(TEXT PROVIDED)
Segment Open
UK has ‘unprecedented chance’ to build net zero future

The Institution of Civil Engineers has said that the UK has a ‘once-in-a-generation opportunity to recalibrate the economy’ and build a net zero future.

In its new report, State of the Nation 2020: Infrastructure and the 2050 Net-Zero Target, the Institution of Civil Engineers argue that the current coronavirus pandemic has created an unprecedented chance to reset the way we design, build and operate infrastructure in the future. To achieve the ambitious 2050 target, and with infrastructure making up more than 60 per cent of total UK emissions, a systemic and wholesale change to the procurement and delivery of infrastructure across the UK is needed.

Given that the UK was already failing to meet the less ambitious target of 80 per cent reduction by 2050, the ICE stresses that action to make significant changes in infrastructure delivery must happen now. The 2020 report outlines actions and policy interventions that should be considered to encourage the sector, and the UK economy more widely, move in this direction.

These include a Net-Zero Infrastructure Plan, to set a strategic direction for the built environment sector; reform of the government’s Green Book, to better reflect the net-zero target in project appraisals and assessment; and updating models of regulation to further promote the achievement of net zero.

Keith Howells, ICE Vice President and chair of the State of the Nation Steering Group, said: “The climate emergency and net zero transition present an unprecedented challenge for engineers to solve. We have a critical role and responsibility to do all we can to aid society in this important transformation, but we need a supportive environment that empowers us, and influences users’ behaviours. The pandemic provides a once-in-a-generation opportunity to recalibrate the economy and create systemic and wholesale change to the infrastructure ecosystem. Our report outlines how, through collaboration and change, we can plan, build and operate infrastructure that meets the needs of the future.”

The institution also surveyed the public about who, and where, changes should be made. It found that 69 per cent of British adults surveyed thought the UK government and business (65 per cent) were mainly responsible for reaching the target. However, only 31 per cent said they thought the government had a plan to achieve this.

Wes Streeting MP, Labour’s Shadow Exchequer Secretary to the Treasury said: “This report should serve as a wake-up call to government that we will fail to meet our net-zero target unless the government makes the big decisions now on the long-term infrastructure investment we will need to get us there. The government’s National Infrastructure Strategy with a green recovery at the heart of it is now long overdue. It’s time for the Chancellor to come forward with a plan to deliver the net-zero infrastructure plan our country needs.”
Segment Closed
(Collected data entries)
Segment Open
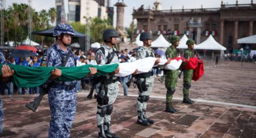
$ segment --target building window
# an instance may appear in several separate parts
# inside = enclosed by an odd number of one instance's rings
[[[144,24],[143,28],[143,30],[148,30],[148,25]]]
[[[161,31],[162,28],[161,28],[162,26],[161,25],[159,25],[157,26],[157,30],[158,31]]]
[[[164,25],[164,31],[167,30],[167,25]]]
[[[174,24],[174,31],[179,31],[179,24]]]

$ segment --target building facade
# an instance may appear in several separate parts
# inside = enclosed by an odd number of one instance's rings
Segment Closed
Segment Open
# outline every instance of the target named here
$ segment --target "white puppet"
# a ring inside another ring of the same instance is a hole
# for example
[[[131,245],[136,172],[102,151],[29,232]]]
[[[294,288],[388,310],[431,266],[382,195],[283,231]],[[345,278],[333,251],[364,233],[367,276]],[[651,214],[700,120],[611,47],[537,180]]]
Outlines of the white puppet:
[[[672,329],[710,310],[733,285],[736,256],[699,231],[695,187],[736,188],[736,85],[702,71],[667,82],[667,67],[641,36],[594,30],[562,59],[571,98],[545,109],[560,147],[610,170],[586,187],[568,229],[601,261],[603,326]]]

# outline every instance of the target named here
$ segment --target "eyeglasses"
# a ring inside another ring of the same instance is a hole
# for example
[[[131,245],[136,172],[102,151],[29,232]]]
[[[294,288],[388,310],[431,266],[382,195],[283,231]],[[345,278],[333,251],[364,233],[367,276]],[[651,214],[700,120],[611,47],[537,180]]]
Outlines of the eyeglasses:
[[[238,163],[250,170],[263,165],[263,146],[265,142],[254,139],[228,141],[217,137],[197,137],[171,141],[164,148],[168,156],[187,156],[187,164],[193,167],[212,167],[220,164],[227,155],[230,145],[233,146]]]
Segment Closed
Segment Open
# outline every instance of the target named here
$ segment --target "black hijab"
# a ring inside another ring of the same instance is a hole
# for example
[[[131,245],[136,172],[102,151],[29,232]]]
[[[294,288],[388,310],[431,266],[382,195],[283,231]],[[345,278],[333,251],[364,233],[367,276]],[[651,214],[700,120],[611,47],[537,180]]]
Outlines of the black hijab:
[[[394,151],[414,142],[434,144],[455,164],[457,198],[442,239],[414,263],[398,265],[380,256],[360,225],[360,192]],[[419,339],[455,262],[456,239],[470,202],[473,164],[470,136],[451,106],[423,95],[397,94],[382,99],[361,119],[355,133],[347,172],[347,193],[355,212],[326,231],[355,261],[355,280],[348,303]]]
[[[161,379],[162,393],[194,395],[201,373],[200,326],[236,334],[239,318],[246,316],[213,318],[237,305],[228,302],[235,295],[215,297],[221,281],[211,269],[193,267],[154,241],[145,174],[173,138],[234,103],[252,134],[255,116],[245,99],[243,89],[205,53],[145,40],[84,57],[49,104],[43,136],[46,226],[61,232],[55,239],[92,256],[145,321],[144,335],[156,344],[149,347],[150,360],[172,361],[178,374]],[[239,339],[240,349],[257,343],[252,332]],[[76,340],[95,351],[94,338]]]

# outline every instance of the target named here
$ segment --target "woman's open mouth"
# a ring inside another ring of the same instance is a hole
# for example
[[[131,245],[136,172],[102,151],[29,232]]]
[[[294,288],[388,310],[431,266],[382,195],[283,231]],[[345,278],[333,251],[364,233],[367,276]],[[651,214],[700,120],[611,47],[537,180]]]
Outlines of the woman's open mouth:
Segment Closed
(REQUIREMENT 1)
Render this sentence from the net zero article in Spanish: "The climate emergency and net zero transition present an unprecedented challenge for engineers to solve."
(REQUIREMENT 2)
Reproduce everything in the net zero article from "In its new report, State" down to "UK is needed.".

(WRITTEN ANSWER 1)
La emergencia climática y la transición hacia las cero emisiones netas representan un desafío sin precedentes que los ingenieros deben resolver.

(WRITTEN ANSWER 2)
In its new report, State of the Nation 2020: Infrastructure and the 2050 Net-Zero Target, the Institution of Civil Engineers argue that the current coronavirus pandemic has created an unprecedented chance to reset the way we design, build and operate infrastructure in the future. To achieve the ambitious 2050 target, and with infrastructure making up more than 60 per cent of total UK emissions, a systemic and wholesale change to the procurement and delivery of infrastructure across the UK is needed.